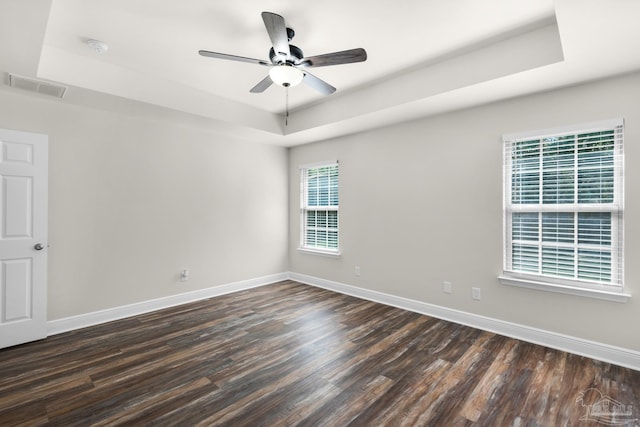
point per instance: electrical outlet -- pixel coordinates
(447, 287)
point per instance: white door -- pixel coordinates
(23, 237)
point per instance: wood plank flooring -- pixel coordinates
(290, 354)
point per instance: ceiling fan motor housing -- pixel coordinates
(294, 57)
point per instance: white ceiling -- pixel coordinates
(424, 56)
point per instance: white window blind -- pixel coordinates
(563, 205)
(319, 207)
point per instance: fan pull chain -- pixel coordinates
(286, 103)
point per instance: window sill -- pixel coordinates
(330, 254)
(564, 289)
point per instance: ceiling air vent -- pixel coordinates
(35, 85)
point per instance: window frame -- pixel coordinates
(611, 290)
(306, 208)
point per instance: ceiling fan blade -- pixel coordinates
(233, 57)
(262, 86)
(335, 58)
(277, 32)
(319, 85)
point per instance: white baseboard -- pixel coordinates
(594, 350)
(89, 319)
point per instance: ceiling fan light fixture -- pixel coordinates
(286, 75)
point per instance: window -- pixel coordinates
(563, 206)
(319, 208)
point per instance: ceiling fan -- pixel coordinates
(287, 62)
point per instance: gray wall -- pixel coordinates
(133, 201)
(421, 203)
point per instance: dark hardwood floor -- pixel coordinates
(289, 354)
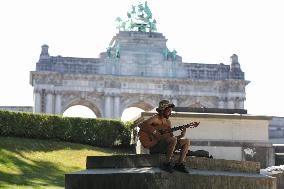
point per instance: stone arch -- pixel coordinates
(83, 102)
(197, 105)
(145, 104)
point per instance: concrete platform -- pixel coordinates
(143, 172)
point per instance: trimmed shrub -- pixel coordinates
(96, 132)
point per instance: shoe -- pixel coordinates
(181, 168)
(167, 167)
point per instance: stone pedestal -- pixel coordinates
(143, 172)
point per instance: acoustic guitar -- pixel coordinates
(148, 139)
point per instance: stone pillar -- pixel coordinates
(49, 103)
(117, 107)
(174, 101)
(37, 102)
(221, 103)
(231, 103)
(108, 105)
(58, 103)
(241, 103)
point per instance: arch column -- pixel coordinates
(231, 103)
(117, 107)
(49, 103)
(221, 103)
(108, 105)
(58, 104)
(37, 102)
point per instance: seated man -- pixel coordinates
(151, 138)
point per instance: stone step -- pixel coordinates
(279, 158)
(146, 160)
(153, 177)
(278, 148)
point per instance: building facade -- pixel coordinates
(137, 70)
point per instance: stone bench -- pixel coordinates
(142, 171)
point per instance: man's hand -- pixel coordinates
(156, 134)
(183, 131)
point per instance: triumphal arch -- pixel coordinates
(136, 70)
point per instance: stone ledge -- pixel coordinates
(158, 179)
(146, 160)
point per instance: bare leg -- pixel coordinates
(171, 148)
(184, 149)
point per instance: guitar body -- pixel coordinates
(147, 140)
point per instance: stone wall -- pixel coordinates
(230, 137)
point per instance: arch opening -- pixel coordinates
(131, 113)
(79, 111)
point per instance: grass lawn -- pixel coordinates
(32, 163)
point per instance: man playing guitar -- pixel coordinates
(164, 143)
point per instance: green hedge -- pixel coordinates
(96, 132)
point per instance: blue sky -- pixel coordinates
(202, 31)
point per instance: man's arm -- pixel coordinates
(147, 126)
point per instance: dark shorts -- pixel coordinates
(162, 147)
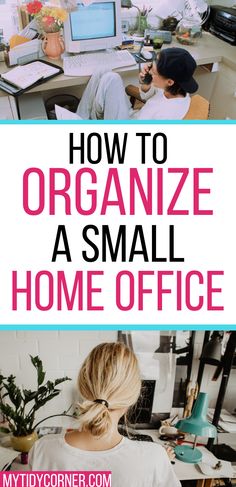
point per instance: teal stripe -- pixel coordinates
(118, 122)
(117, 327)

--

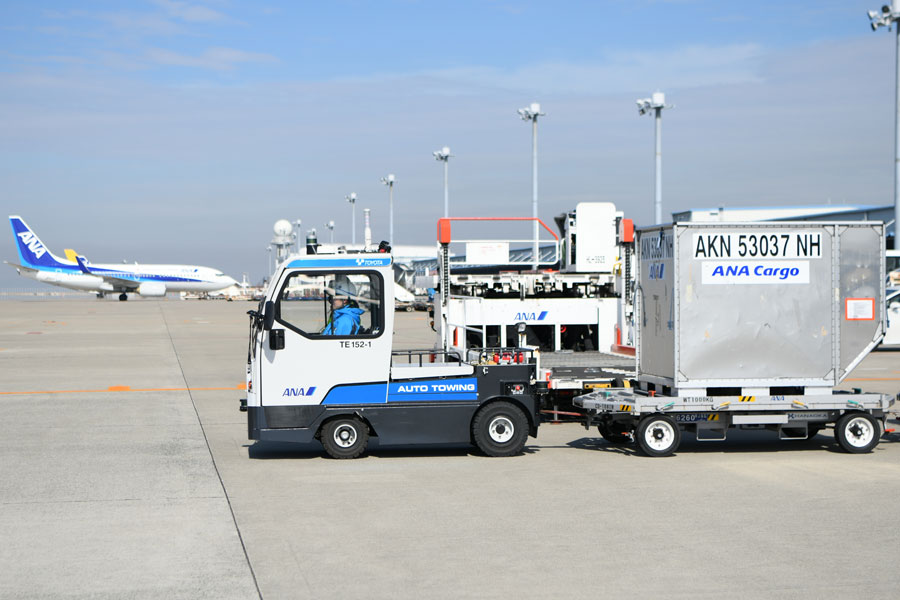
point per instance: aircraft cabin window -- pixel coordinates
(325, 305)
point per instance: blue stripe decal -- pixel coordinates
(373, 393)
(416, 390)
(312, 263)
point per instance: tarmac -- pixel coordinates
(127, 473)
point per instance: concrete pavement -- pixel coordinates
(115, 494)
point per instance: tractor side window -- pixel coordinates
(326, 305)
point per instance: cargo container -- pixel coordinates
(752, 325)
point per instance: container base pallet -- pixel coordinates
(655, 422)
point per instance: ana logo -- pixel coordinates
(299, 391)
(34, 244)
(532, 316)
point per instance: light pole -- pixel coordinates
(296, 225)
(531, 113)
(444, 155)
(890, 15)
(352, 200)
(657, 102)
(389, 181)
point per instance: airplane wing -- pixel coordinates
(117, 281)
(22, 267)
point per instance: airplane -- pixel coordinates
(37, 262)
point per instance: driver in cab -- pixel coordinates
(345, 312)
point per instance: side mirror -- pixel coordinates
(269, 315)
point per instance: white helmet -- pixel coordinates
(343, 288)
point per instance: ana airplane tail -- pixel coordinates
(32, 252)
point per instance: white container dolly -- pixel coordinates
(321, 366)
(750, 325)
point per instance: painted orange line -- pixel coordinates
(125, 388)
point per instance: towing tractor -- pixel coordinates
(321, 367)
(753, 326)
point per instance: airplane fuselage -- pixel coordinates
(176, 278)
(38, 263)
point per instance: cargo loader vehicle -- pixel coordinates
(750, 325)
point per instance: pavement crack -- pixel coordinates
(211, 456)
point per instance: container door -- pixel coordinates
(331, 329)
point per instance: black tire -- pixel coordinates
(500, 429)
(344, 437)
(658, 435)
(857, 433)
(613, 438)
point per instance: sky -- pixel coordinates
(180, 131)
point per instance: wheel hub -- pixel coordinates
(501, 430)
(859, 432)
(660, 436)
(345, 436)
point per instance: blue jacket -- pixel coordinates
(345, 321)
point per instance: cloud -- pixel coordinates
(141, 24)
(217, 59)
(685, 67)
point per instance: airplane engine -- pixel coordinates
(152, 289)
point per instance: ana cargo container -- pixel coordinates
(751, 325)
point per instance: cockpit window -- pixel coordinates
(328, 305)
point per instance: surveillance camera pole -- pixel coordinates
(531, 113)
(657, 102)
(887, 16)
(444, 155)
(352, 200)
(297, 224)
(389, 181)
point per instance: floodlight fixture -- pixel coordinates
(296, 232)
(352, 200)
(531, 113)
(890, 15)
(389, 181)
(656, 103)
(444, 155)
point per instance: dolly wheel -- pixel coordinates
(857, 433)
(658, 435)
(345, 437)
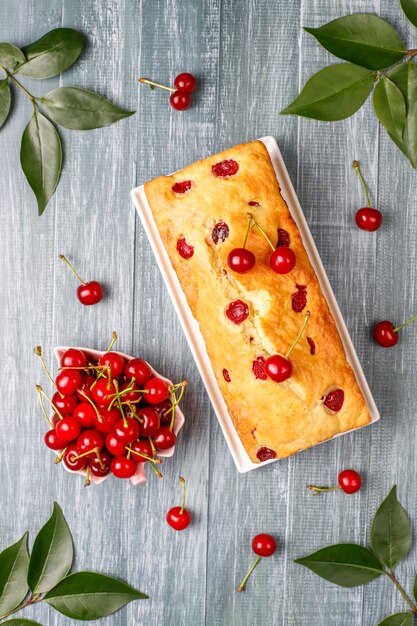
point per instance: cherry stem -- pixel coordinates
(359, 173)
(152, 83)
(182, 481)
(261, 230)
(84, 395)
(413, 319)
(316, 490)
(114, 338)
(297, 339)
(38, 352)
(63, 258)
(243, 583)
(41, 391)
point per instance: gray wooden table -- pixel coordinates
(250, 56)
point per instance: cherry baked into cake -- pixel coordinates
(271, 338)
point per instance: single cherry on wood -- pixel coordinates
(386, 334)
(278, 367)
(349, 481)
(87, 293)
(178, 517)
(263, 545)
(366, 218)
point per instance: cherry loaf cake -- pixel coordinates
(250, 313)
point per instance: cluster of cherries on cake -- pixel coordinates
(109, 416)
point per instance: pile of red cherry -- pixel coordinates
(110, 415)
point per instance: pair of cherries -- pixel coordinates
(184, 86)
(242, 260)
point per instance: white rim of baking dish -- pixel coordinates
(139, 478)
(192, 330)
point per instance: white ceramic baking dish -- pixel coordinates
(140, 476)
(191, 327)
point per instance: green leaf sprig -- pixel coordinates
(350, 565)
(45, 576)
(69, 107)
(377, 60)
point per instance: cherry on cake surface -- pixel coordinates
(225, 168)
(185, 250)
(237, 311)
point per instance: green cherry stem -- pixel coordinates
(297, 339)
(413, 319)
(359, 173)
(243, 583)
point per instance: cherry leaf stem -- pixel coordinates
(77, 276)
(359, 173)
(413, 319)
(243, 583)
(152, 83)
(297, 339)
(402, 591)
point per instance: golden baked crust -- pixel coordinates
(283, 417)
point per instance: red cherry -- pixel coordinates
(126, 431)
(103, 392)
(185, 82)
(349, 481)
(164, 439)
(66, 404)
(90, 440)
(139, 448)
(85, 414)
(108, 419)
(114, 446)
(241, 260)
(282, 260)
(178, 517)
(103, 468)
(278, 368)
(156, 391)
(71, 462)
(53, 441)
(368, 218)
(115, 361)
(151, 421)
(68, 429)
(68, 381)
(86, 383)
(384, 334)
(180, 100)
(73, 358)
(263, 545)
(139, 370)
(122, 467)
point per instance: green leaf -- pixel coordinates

--

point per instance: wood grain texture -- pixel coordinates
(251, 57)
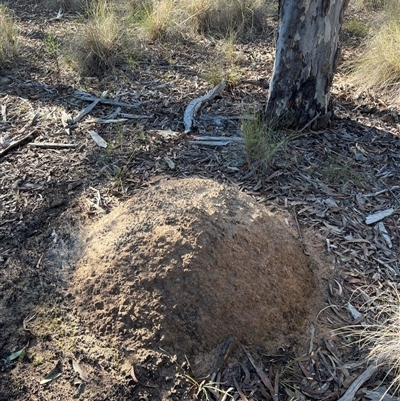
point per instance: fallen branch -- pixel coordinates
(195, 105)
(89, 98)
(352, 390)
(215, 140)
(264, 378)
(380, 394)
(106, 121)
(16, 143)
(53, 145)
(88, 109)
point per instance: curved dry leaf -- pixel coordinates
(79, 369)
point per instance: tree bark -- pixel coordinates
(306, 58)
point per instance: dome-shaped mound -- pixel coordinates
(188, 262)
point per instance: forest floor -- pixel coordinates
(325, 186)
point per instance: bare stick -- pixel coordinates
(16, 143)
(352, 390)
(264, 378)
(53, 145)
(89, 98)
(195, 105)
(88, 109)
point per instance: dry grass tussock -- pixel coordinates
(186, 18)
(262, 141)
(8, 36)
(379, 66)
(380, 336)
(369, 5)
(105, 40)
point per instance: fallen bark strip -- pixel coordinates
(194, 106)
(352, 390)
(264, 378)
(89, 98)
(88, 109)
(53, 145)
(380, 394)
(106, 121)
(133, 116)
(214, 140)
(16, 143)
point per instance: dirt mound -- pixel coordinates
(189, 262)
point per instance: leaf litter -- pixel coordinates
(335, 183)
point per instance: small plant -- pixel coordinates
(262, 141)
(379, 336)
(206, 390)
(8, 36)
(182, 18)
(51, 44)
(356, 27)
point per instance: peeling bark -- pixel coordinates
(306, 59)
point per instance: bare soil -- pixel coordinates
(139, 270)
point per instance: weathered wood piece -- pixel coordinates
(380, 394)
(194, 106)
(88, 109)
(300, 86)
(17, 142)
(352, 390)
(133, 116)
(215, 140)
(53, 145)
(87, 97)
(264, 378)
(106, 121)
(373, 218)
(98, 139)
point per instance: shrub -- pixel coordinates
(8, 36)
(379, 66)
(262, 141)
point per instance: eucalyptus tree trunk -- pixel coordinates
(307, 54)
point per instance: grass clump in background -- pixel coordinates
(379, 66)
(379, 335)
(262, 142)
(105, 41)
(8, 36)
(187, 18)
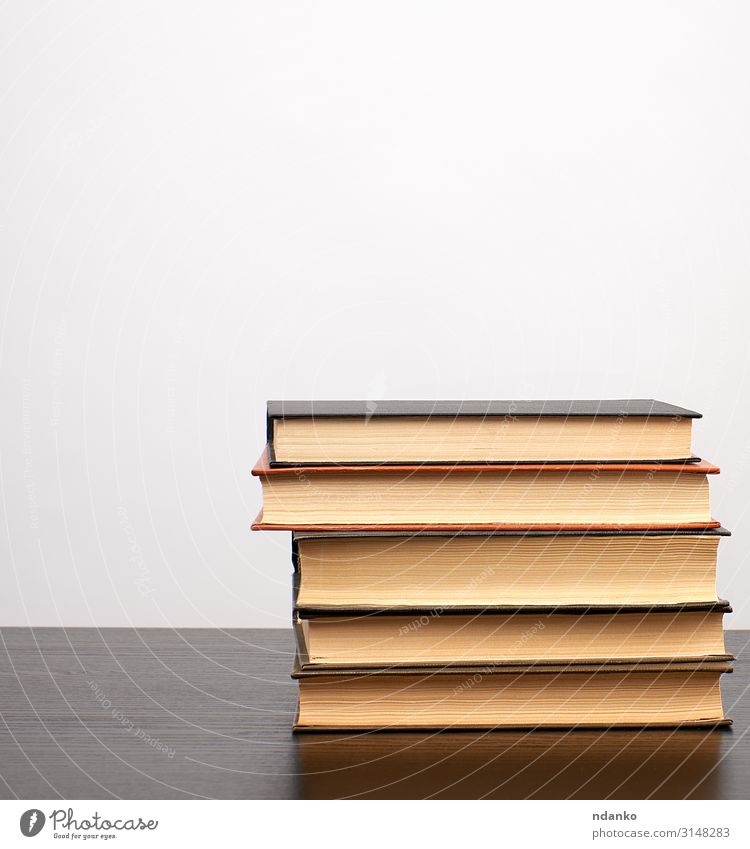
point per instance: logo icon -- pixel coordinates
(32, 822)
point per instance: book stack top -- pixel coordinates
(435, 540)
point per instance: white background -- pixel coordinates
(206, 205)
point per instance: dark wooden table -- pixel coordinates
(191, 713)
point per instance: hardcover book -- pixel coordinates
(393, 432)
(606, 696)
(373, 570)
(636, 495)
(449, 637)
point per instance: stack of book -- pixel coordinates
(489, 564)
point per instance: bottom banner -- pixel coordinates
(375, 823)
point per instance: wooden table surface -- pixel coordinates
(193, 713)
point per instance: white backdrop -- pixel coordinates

◆ Problem to work on
Restate word for word the entries above from the line with "point per instance: stack" through the line with "point per instance: white backdrop", inclusive, leaving out everything else.

◆ Answer for this exercise
point per instance: stack of book -- pixel coordinates
(489, 564)
point per instance: bottom banner -- pixel coordinates
(375, 823)
point per instance: wooden table surface -- pixel coordinates
(193, 713)
point per instance: white backdrop -- pixel coordinates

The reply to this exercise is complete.